- Assigned task A -
According to the text on sustainable travel, how many beehives does the Fairmont San Francisco host in its gardens?
- Assigned task B -
Continue the text on sustainable travel and OTAs from the point where it stops.

Even a hotel located in a big city can reflect sustainable design and educational programming. For example, the Fairmont San Francisco hosts nine beehives in its culinary and rooftop gardens, each home to about 20,000 honeybees. The hotel not only offers bee tours, but guests can enjoy honey harvested from the hotel in their teas, desserts, and salad dressings.
This is sure to be sweet news indeed for guests en route to a city. Recent research from Booking.com revealed that though travelers are keen on sustainable travel, 40% don’t believe it’s possible to find such options in a city or tourist destination. (Keep this in mind when creating city-based content!) Your travel audience will be delighted to know that even in a cosmopolitan setting, they can find an eco-friendly retreat.
OTAs Can Help Eco-minded Guests Sort Through the Noise
OTAs have become a one-stop shop for many travelers engaged in the planning process. Along with the possibility of cheaper fares – and digital ease of use – many OTAs offer the full spectrum of bookings in one place, from flights and accommodations to excursions.
With this in mind, OTAs are prime hubs for connecting travelers to sustainable tourism. In addition to transportation and accommodations, OTAs can help travelers plan their trip with sustainability in mind. Outdoor explorations are, of course, always the best way to enjoy and celebrate nature. Museums, aquariums, and botanical gardens are also wonderful choices, with proceeds directly benefiting a destination’s conservation work.
Along with featuring excursions and educational institutions, your OTA’s social or blog content can also play a key role in reflecting the values of sustainable travel. From engaging in voluntourism to discarding waste properly, your creative content can illustrate best practices for responsible travel and help guests incorporate these values into their vacation rhythms.
Kind Traveler is one OTA that’s weaving sustainable tourism throughout its operations. The hotel booking platform provides guests with the opportunity to give back with every booking, by offering exclusive perks with a $10 donation to one of Kind Traveler’s charity partners. Partnering organizations include wildlife sanctuaries, hospitals, and food banks.

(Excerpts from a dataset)
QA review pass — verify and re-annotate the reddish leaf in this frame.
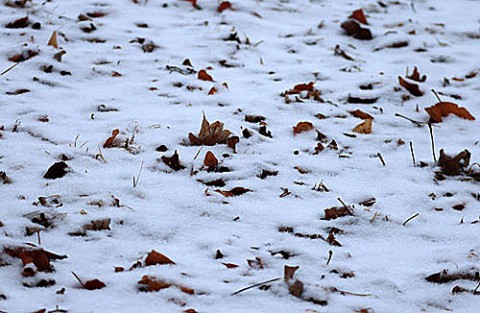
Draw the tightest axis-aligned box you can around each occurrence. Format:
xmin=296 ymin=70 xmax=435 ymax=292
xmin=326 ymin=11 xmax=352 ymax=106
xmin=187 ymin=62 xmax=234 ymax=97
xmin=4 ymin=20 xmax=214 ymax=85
xmin=348 ymin=109 xmax=373 ymax=120
xmin=145 ymin=250 xmax=175 ymax=266
xmin=197 ymin=70 xmax=213 ymax=82
xmin=398 ymin=76 xmax=424 ymax=97
xmin=349 ymin=9 xmax=368 ymax=25
xmin=217 ymin=1 xmax=232 ymax=13
xmin=425 ymin=102 xmax=475 ymax=123
xmin=293 ymin=122 xmax=313 ymax=135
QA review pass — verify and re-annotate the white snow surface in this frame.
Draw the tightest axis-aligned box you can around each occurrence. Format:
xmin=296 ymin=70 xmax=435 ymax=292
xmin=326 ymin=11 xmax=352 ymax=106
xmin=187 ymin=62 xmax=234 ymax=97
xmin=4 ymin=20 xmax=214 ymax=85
xmin=0 ymin=0 xmax=480 ymax=312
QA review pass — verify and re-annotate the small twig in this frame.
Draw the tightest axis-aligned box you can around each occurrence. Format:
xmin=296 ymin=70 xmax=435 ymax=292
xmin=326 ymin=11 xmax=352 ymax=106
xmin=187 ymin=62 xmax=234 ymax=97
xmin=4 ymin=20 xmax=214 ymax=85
xmin=395 ymin=113 xmax=425 ymax=127
xmin=0 ymin=62 xmax=20 ymax=76
xmin=377 ymin=152 xmax=387 ymax=166
xmin=432 ymin=89 xmax=442 ymax=102
xmin=231 ymin=277 xmax=282 ymax=296
xmin=428 ymin=123 xmax=437 ymax=163
xmin=326 ymin=250 xmax=333 ymax=265
xmin=410 ymin=141 xmax=417 ymax=166
xmin=72 ymin=271 xmax=85 ymax=288
xmin=133 ymin=161 xmax=143 ymax=188
xmin=402 ymin=213 xmax=420 ymax=226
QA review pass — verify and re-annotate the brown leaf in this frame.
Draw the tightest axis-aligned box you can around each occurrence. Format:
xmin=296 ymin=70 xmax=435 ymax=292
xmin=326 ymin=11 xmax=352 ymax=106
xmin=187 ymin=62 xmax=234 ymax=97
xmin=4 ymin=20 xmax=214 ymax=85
xmin=283 ymin=265 xmax=300 ymax=282
xmin=47 ymin=31 xmax=58 ymax=49
xmin=197 ymin=70 xmax=213 ymax=82
xmin=162 ymin=150 xmax=185 ymax=171
xmin=138 ymin=275 xmax=195 ymax=295
xmin=215 ymin=187 xmax=253 ymax=197
xmin=145 ymin=250 xmax=175 ymax=266
xmin=425 ymin=102 xmax=475 ymax=123
xmin=188 ymin=115 xmax=232 ymax=146
xmin=83 ymin=279 xmax=107 ymax=290
xmin=407 ymin=66 xmax=427 ymax=83
xmin=348 ymin=109 xmax=373 ymax=120
xmin=293 ymin=122 xmax=313 ymax=135
xmin=203 ymin=151 xmax=218 ymax=169
xmin=352 ymin=119 xmax=372 ymax=134
xmin=398 ymin=76 xmax=424 ymax=97
xmin=323 ymin=207 xmax=352 ymax=221
xmin=222 ymin=262 xmax=238 ymax=268
xmin=349 ymin=9 xmax=368 ymax=25
xmin=103 ymin=129 xmax=120 ymax=148
xmin=217 ymin=1 xmax=232 ymax=13
xmin=438 ymin=149 xmax=470 ymax=176
xmin=5 ymin=16 xmax=30 ymax=28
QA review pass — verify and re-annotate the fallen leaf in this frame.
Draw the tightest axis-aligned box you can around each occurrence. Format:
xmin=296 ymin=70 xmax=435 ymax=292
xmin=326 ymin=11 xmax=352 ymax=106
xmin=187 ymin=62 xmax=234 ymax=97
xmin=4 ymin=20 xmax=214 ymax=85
xmin=293 ymin=122 xmax=313 ymax=135
xmin=425 ymin=102 xmax=475 ymax=123
xmin=145 ymin=250 xmax=175 ymax=266
xmin=349 ymin=9 xmax=368 ymax=25
xmin=398 ymin=76 xmax=424 ymax=97
xmin=197 ymin=70 xmax=213 ymax=82
xmin=348 ymin=109 xmax=373 ymax=120
xmin=217 ymin=1 xmax=232 ymax=13
xmin=352 ymin=119 xmax=372 ymax=134
xmin=162 ymin=150 xmax=185 ymax=171
xmin=438 ymin=149 xmax=470 ymax=176
xmin=188 ymin=115 xmax=232 ymax=146
xmin=47 ymin=31 xmax=58 ymax=49
xmin=407 ymin=66 xmax=427 ymax=83
xmin=138 ymin=275 xmax=195 ymax=295
xmin=203 ymin=151 xmax=218 ymax=169
xmin=103 ymin=129 xmax=120 ymax=148
xmin=43 ymin=161 xmax=68 ymax=179
xmin=215 ymin=187 xmax=253 ymax=197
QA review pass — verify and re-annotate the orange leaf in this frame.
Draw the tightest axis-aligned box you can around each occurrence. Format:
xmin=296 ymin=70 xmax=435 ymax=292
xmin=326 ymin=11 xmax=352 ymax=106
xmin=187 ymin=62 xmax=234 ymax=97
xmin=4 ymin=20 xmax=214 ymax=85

- Task answer A -
Nine beehives.

- Task answer B -
Sustainable Tourism is Nourishing for Both Travelers and Destinations
The EUROPARC Federation describes sustainable tourism beautifully, as a mode of travel that “provides a meaningful quality experience, safeguards natural and cultural values, supports local livelihoods and quality of life and is economically viable.”
Studies continue to show that travelers seek to make an impact for good, but aren’t quite sure where to start. As a trusted travel partner, your organization can help steer them in the right direction. A couple closing insights from Kind Traveler’s 2022 Impact Tourism Report:
- 96% of respondents agree it’s important to them – voting from slightly to very – that travel spending helps sustain the destinations visited
- 48% of respondents said finding sustainable accommodations was their greatest challenge in traveling sustainably, while 37% chose reducing one’s carbon footprint as their greatest challenge
Sustainable tourism protects communities, wildlife, resources, and ancient destinations. It encourages a rhythm of travel that’s woven with appreciation and stewardship. And it’s an enriched approach to travel that truly does a world of good.
Along with your organization’s own sustainability initiatives, consider how – through innovation, creative content, and partnerships – you can inform and support your travel community with the inspiration they need to plan trips that are aligned with their values.